- _Challenges_
1. Answer these questions from the alert about DOJ's False Claims Act case against Fluor:
(a) On what date did DOJ announce its intention to intervene in the lawsuit against Fluor?
(b) During which years did Fluor hold its prime contract with the U.S. Department of Energy?
(c) Whom did the two lobbying firms allegedly lobby to include additional funds for HAMMER?
2. Continue the alert about DOJ's False Claims Act case against Fluor from the point where it stops.

Government Contractors Beware—DOJ Is Now Using the Byrd Amendment to Bring FCA Cases for Alleged Lobbying Violations

David M. Nadler

David M. NadlerOn November 8, 2012, the U.S. Department of Justice (DOJ) announced its intention to continue expanding the False Claims Act’s (FCA) reach by intervening in a lawsuit against Fluor Hanford Inc. and its parent company, Fluor Corporation (collectively Fluor), in the U. S. District Court for the Eastern District of Washington. In this case, DOJ is using the rarely invoked Byrd Amendment as the hook to pursue FCA claims. The complaint alleges that Fluor used federal contract funds to pay for lobbying services in violation of the Byrd Amendment and therefore, violated the FCA and subjected itself to treble damages. 31 U.S.C. § 3729 et seq. (FCA); 31 U.S.C. § 1352 (Byrd).

As discussed below, there have been few prosecutions under the Byrd Amendment, and FCA liability predicated on false certifications of compliance with the Byrd Amendment is a novel approach. The Fluor case highlights that government contractors must be aware of the lobbying restrictions under the Byrd Amendment as well as the type of conduct that could expose them to liability and treble damages under the FCA. DOJ’s decision to intervene in this case also underscores the government’s increased scrutiny and willingness to prosecute cases involving an alleged misappropriation of public funds. It also demonstrates DOJ’s continued efforts to expand the reach of the FCA by pursuing actions based on conduct that falls within the scope of independent statutes that carry their own civil penalties. Instead of seeking penalties via the underlying statute (here, the Byrd Amendment), DOJ has elected to proceed under the FCA where it can recover treble damages as well as civil penalties.

The following alert provides a brief summary of the allegations in the Fluor complaint, as well as an overview of the Byrd Amendment and the FCA.

Fluor Case

Between 1997 and 2008, Fluor had a prime contract with the U.S. Department of Energy (DOE) to provide security, maintenance, and operational services at the DOE’s Hanford Nuclear Site in Washington State. Under this contract, Fluor managed and operated the Hazardous Materials Management and Emergency Response (HAMMER) Center, a federally funded facility established to train Hanford site workers, first responders, and law enforcement personnel.

The complaint alleges that, as a condition of receiving its DOE contract, Fluor was required to certify that it would not use federal funds for lobbying activities. The complaint further alleges that between 2005 and 2008, Fluor blatantly ignored these restrictions by hiring two lobbying firms, paid with DOE funds, to lobby members of Congress and executive branch agencies to include additional funds for HAMMER in agency appropriations. DOJ intervened in the lawsuit with respect to Fluor, but declined to intervene with respect to other named defendants, including the two lobbying firms.

- _Data extract_
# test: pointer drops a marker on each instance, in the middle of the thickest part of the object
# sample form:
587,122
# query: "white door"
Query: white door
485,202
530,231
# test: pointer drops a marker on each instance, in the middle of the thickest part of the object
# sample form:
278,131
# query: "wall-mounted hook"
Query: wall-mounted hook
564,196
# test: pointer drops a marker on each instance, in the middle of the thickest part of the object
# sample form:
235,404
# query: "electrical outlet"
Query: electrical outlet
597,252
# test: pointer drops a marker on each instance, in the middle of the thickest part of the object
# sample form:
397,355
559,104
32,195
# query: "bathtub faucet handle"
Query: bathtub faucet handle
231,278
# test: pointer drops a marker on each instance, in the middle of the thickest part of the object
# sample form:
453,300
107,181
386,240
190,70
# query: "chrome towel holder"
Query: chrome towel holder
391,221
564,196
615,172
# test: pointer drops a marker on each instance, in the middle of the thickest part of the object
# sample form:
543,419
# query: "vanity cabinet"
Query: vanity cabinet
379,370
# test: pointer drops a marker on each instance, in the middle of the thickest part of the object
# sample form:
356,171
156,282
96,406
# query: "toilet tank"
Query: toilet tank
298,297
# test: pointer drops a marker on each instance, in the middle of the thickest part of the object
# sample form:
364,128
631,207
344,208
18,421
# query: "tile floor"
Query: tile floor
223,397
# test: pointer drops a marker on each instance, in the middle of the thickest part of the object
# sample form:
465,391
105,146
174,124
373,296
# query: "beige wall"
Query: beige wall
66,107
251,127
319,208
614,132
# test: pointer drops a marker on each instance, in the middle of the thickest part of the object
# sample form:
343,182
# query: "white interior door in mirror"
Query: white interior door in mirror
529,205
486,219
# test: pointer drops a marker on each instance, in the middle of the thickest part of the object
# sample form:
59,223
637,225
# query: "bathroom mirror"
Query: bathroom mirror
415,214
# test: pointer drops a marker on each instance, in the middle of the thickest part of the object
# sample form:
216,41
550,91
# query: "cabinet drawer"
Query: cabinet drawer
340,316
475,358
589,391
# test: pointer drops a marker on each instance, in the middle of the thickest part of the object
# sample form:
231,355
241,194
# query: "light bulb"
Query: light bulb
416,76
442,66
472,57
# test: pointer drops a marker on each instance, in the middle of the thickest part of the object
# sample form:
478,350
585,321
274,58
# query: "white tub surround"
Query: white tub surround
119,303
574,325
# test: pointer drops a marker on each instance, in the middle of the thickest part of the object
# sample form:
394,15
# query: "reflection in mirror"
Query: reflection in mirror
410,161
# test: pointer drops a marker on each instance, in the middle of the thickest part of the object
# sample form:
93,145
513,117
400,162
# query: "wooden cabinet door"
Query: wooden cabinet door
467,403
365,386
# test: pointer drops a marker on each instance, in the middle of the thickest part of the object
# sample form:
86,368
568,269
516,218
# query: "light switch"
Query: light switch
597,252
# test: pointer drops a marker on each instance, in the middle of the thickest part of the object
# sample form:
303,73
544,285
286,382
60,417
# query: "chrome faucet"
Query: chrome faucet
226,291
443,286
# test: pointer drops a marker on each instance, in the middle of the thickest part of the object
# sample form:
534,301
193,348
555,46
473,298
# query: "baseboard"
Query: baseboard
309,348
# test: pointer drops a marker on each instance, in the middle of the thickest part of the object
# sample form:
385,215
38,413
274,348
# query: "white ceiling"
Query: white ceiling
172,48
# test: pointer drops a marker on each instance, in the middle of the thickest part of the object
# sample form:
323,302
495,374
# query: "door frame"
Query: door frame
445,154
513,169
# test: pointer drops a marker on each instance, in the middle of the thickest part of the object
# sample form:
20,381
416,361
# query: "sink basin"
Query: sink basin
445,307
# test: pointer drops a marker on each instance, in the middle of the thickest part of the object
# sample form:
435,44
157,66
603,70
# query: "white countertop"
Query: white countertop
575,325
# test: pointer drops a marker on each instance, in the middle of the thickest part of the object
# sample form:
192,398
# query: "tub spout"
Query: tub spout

- _Responses by task_
1.
(a) November 8, 2012.
(b) From 1997 to 2008.
(c) Members of Congress and executive branch agencies.

2.
The complaint asserts liability on the theory that the use of federal funds for lobbying purposes rendered Fluor’s certification of compliance with the Byrd Amendment false, and that Fluor therefore knowingly presented false claims to the government. The complaint also asserts a claim for retaliation, harassment, and constructive discharge of the relator. It seeks treble damages under the FCA, an $11,000 civil penalty for each false claim, as well as damages and reinstatement for the relator.

Byrd Amendment

The Byrd Amendment supplements other federal lobbying statutes and regulations and provides that:

None of the funds appropriated by any Act may be expended by the recipient of a Federal contract, grant, loan, or cooperative agreement to pay any person for influencing or attempting to influence an officer or employee of any agency, a Member of Congress, an officer or employee of Congress, or an employee of a Member of Congress in connection with any Federal action described in paragraph (2) of this subsection [i.e. , the awarding of any federal contract; the making of any federal grant or loan; the entering into of any cooperative agreement; and the extension, continuation, renewal, amendment, or modification of any federal contract, grant, loan, or cooperative agreement]. 31 U.S.C. § 1352(a)(1)-(2).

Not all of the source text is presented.